■ **Set task**
Find every line in the items below that contains the word "black" and copy each of those lines.

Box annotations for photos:
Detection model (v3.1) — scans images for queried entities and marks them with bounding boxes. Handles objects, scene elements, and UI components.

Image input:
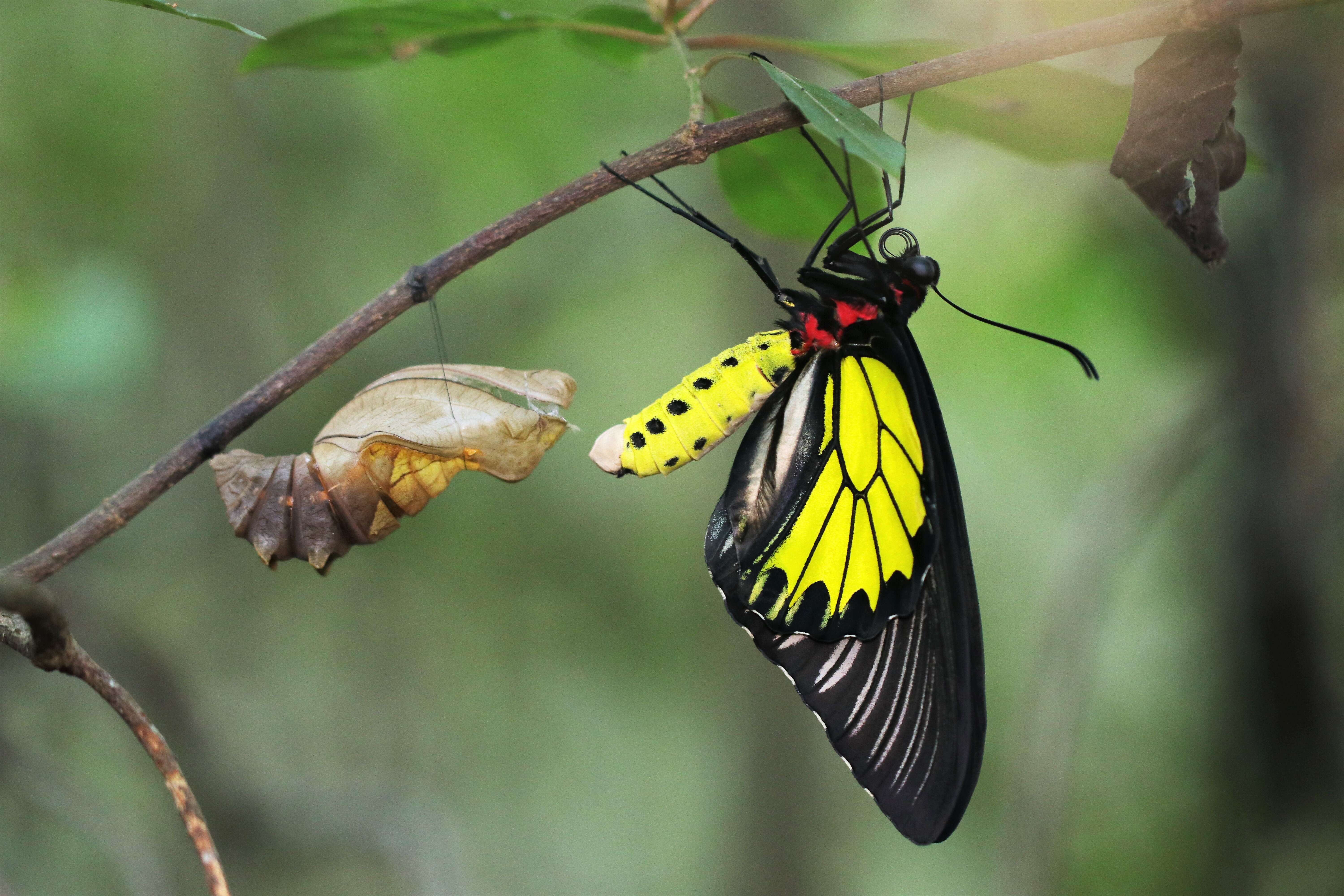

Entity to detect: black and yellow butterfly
[591,132,1095,844]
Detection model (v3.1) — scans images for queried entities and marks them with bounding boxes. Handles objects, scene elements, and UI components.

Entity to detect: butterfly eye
[905,255,938,286]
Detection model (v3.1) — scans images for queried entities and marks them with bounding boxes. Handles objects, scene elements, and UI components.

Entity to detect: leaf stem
[676,0,715,34]
[695,52,751,81]
[663,18,704,123]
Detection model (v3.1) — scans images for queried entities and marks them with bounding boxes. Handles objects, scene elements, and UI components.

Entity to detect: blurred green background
[0,0,1344,896]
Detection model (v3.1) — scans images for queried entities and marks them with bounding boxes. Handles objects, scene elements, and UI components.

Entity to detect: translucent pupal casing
[589,329,797,477]
[210,364,578,572]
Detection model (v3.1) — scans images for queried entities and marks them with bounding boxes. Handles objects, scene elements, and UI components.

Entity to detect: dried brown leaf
[1110,24,1246,267]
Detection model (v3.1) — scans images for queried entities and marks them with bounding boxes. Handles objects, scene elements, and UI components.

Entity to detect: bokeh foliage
[0,0,1339,895]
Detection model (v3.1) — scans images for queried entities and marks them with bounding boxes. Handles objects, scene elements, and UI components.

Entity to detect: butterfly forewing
[726,326,935,641]
[706,324,985,844]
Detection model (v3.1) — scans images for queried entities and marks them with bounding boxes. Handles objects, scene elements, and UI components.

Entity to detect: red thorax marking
[793,301,878,355]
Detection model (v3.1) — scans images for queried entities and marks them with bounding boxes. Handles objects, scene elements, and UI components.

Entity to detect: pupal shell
[210,364,577,572]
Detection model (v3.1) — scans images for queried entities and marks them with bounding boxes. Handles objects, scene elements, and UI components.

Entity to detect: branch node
[672,121,712,165]
[402,265,434,305]
[0,576,79,673]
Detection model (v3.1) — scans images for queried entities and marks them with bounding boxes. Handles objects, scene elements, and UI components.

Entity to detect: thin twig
[3,0,1329,582]
[0,576,228,896]
[676,0,715,34]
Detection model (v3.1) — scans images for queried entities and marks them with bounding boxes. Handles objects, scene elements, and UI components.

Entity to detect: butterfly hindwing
[726,322,937,641]
[706,328,985,844]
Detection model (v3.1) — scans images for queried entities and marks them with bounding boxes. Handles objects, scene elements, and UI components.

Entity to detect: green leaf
[755,56,906,175]
[564,4,663,73]
[241,0,563,71]
[753,38,1133,163]
[103,0,266,40]
[706,98,884,242]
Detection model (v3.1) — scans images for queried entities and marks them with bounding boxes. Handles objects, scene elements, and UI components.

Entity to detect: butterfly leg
[602,161,789,308]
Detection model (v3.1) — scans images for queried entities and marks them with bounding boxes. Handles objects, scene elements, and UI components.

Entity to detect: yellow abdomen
[589,330,796,476]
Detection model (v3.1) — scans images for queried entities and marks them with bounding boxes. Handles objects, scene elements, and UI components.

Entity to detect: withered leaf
[1110,24,1246,267]
[210,364,577,572]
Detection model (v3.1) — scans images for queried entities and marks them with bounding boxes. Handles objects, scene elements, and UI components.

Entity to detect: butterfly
[591,121,1097,844]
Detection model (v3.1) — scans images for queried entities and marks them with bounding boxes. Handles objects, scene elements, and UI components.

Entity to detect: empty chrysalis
[210,364,578,574]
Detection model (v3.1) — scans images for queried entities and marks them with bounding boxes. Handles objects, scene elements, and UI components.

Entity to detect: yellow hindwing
[621,330,797,476]
[749,356,927,626]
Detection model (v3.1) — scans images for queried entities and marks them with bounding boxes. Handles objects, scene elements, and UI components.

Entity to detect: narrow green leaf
[241,0,563,71]
[564,4,663,73]
[747,38,1133,163]
[757,56,906,175]
[707,98,886,242]
[103,0,266,40]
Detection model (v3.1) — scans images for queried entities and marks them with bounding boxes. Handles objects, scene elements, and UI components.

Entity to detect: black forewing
[706,326,985,844]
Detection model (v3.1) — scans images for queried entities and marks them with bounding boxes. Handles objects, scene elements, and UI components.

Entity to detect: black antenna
[931,283,1101,380]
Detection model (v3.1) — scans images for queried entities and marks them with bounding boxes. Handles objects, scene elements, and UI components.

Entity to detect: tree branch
[3,0,1328,582]
[0,576,228,896]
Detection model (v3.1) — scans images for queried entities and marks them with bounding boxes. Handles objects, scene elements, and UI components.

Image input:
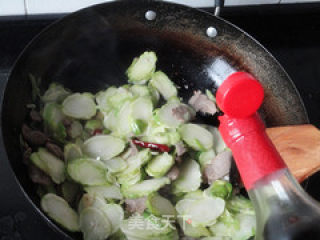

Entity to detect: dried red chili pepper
[132,139,170,152]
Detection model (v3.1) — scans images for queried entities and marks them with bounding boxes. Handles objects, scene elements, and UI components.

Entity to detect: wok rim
[0,0,309,239]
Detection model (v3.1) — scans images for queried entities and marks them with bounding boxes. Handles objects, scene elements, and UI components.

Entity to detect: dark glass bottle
[216,68,320,240]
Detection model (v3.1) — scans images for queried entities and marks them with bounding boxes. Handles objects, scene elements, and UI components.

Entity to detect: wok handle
[214,0,224,16]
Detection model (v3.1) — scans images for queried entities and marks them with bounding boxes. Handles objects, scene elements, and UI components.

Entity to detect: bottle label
[219,114,287,190]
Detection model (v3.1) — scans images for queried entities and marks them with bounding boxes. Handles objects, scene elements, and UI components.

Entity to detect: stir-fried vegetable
[21,51,255,240]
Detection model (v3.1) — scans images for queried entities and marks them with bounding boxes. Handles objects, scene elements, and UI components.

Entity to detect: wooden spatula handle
[267,124,320,182]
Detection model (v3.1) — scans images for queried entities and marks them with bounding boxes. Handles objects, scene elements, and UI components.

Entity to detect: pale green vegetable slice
[131,119,147,135]
[42,103,67,142]
[157,101,196,128]
[116,101,133,136]
[104,157,128,173]
[204,180,232,199]
[108,86,133,108]
[30,148,66,184]
[103,110,118,131]
[145,152,174,177]
[232,214,256,240]
[132,97,153,122]
[148,84,160,106]
[147,193,176,219]
[83,135,125,160]
[61,181,80,203]
[178,216,211,238]
[173,159,201,193]
[208,126,227,154]
[84,185,123,200]
[84,119,103,132]
[130,85,151,97]
[96,87,117,112]
[40,193,79,232]
[117,166,142,186]
[127,52,157,84]
[67,158,108,186]
[150,71,178,100]
[227,196,255,215]
[183,190,204,200]
[103,204,124,233]
[176,199,195,217]
[117,152,146,185]
[127,148,152,167]
[41,83,71,103]
[62,93,96,120]
[179,123,213,151]
[30,152,48,173]
[209,209,240,238]
[79,207,112,240]
[121,177,170,198]
[63,143,83,162]
[199,149,216,171]
[185,197,225,227]
[68,121,83,139]
[78,193,106,213]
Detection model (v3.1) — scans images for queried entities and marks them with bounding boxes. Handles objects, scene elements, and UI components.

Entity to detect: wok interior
[2,1,307,238]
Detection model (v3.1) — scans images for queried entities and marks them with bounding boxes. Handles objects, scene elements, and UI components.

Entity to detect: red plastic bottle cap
[216,72,264,118]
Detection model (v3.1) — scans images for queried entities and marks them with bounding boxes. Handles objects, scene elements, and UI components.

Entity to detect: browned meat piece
[22,124,48,146]
[46,142,64,160]
[203,151,232,184]
[167,166,180,181]
[189,91,217,115]
[22,148,32,164]
[125,197,147,213]
[29,165,52,186]
[174,142,187,157]
[30,109,42,122]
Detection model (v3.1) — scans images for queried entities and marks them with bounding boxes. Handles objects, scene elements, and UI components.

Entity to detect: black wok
[0,0,308,239]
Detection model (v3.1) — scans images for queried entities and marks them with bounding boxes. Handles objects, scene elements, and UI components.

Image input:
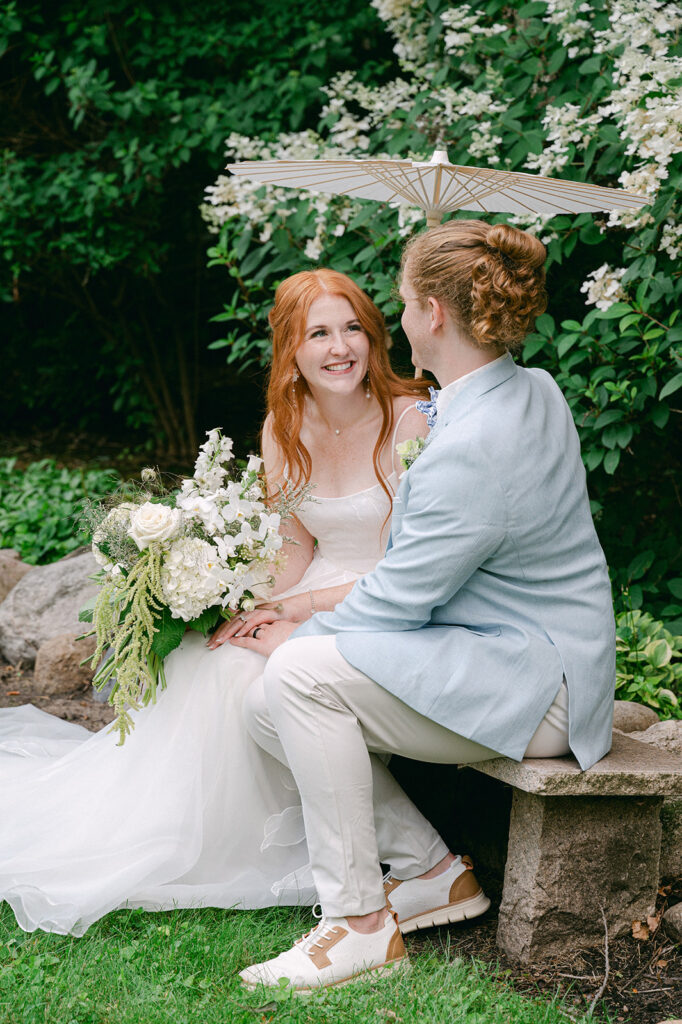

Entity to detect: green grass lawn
[0,904,585,1024]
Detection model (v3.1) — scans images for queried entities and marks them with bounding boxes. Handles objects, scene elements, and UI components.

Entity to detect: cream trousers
[244,636,568,916]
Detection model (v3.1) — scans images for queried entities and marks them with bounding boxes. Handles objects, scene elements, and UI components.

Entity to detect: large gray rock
[664,903,682,942]
[631,718,682,754]
[34,633,96,696]
[0,548,33,601]
[0,551,98,666]
[660,798,682,879]
[498,790,663,964]
[631,719,682,879]
[613,700,658,732]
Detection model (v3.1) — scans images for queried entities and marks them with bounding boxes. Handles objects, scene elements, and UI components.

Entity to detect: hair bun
[485,224,547,269]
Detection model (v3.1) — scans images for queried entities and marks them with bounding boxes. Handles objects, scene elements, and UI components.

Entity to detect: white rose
[128,502,180,551]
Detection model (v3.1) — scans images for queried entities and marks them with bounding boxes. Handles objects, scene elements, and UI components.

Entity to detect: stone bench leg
[498,790,663,963]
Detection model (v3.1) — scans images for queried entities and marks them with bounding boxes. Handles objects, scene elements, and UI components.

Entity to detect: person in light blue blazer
[233,221,615,989]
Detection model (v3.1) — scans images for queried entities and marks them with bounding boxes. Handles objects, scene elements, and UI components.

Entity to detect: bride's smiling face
[296,294,370,394]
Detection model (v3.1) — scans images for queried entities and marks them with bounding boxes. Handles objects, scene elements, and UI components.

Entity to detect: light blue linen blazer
[292,355,615,769]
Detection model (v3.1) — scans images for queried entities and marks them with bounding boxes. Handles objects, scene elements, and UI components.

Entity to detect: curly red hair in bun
[402,220,547,350]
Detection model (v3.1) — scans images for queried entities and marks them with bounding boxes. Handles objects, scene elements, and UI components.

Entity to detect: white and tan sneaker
[384,857,491,935]
[240,912,410,994]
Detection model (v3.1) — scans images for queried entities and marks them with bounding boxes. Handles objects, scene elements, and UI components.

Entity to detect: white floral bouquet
[80,429,306,744]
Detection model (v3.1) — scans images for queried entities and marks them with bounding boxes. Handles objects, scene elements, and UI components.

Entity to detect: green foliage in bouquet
[79,428,309,744]
[202,0,682,633]
[0,459,120,565]
[615,608,682,719]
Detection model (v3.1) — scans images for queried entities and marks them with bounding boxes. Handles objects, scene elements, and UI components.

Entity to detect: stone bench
[467,732,682,962]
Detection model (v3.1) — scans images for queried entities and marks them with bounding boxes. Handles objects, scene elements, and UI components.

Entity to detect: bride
[0,269,426,935]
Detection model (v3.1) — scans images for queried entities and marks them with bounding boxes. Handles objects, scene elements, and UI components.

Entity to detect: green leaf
[518,0,547,17]
[644,639,673,669]
[628,550,655,580]
[556,334,580,358]
[547,47,568,75]
[651,406,670,430]
[604,449,621,476]
[536,313,555,338]
[596,302,633,319]
[578,56,601,75]
[152,607,186,660]
[595,409,624,429]
[658,373,682,401]
[523,334,547,362]
[78,594,97,623]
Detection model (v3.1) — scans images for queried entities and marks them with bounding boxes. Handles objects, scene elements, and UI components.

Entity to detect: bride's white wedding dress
[0,474,397,935]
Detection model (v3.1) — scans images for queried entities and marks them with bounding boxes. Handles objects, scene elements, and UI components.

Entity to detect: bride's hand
[206,608,282,650]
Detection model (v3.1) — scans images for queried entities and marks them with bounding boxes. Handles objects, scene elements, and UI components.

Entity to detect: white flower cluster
[543,0,593,60]
[440,3,508,59]
[372,0,428,77]
[525,103,600,175]
[595,0,682,227]
[581,263,627,309]
[161,537,233,623]
[92,430,283,622]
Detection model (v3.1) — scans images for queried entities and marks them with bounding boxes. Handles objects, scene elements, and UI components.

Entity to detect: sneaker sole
[242,956,412,995]
[398,890,491,935]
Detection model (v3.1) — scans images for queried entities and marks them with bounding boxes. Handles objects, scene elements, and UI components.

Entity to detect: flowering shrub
[202,0,682,632]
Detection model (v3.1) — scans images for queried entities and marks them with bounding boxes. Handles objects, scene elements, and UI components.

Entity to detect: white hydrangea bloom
[543,0,593,50]
[161,537,233,623]
[581,263,627,309]
[524,103,600,176]
[440,3,508,58]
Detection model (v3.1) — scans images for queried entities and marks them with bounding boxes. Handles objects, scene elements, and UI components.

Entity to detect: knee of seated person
[242,677,270,740]
[263,638,315,708]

■ **Answer to the exercise**
Entity to detect: black and yellow butterfly
Entity to detect: black forewing
Entity to detect: black antenna
Entity to detect: black wok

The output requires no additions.